> [Given request 1] Copy every row that follows the Fluent Bit chunk-size issue, requests included, and offset each bounding-box coordinate in the answers by -111.

Allow output plugins to configure a max chunk size #1938

PettitWesley · 2020-02-08T01:45:51Z

@edsiper and I discussed this recently; opening an issue to track it.

Problem

Many APIs have a limit on the amount of data they can ingest per request. For example, #1187 discusses that the DataDog HTTP API has a 2MB payload limit. A single request is made per flush, and occasionally Fluent Bit can send a chunk which is over 2 MB.

Some APIs have a limit on the number of log messages they can accept per HTTP request. For example, Amazon CloudWatch has a 10,000 log message limit per PutLogEvents call. Amazon Kinesis Firehose and Amazon Kinesis Data Streams have a much smaller batch limit of 500 events.

Consequently, plugins have to implement logic to split a single chunk into multiple requests (or accept that occasionally large chunks will fail to be sent). This becomes troublesome when a single API request fails in the set. If the plugin issues a retry, the whole chunk will get retried. The fractions of the chunk that got successfully uploaded will thus be sent multiple times.

Possible Solutions

Ideal solution: Output Plugins specify a max chunk size

Ideally, plugins should only have to make a single request per flush. This keeps the logic in the plugin very simple and straightforward. The common task of splitting chunks into right-sized pieces could be placed in the core of Fluent Bit.

> [Dataset records]

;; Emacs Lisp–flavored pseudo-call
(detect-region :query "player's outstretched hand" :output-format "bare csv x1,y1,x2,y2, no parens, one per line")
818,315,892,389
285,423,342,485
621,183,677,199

> [Given request 2] Resume the Fluent Bit chunk-size issue with the text that follows its last sentence.

> [Task result 1]
;; Emacs Lisp–flavored pseudo-call
(detect-region :query "player's outstretched hand" :output-format "bare csv x1,y1,x2,y2, no parens, one per line")
707,204,781,278
174,312,231,374
510,72,566,88

> [Task result 2]
Each output plugin could give Fluent Bit a max chunk size.

Implementing this would involve some complexity. Fluent Bit should not allocate additional memory to split chunks into smaller pieces. Instead it can pass a pointer to a fraction of chunk to an output, and track when the entire chunk has successfully been sent.

Non-ideal, but easy solution

The most important issue is retries. If each flush had a unique ID associated with it, plugins could internally track whether a flush is a first attempt or a retry, and then track whether the entirety of a chunk had been sent or not.

This is not a good idea, it makes the plugin very complicated; I've included it for the sake of completeness.

JeffLuoo · 2020-07-27T18:11:46Z

Hi @PettitWesley I am wondering that what is the current progress on this issue right now?

PettitWesley · 2020-07-27T18:20:21Z

@JeffLuoo AFAIK, no work has been done on it yet.

Robert-turbo · 2020-08-29T23:36:48Z

The same problem is with sending gelf over http to Graylog.
When Flush in SERVICE is set to 5, than I can see only one message per 5 seconds in Graylog.
When I change Flush to 1, then, there is one message per second.

Is there anything I should put in configuration file to have all messages in Graylog? :)

ciastooo · 2021-09-06T07:43:41Z

@Robert-turbo were you able to solve this problem somehow?

Robert-turbo · 2021-09-07T11:10:49Z

@ciastooo I started to use tcp output

[OUTPUT]
    Name  gelf
    Match *
    Host tcp.yourdomain.com
    Port  12201
    Mode  tls
    tls  On
    tls.verify  On
    tls.vhost  tcp.yourdomain.com
    Gelf_Short_Message_Key  log
    Gelf_Timestamp_Key  timestamp

And used Traefik with TCP route (with SSL) in front of graylog
https://doc.traefik.io/traefik/routing/providers/docker/#tcp-routers

mohitjangid1512 · 2021-10-18T11:14:06Z

@PettitWesley Is this problem solved in any recent version ?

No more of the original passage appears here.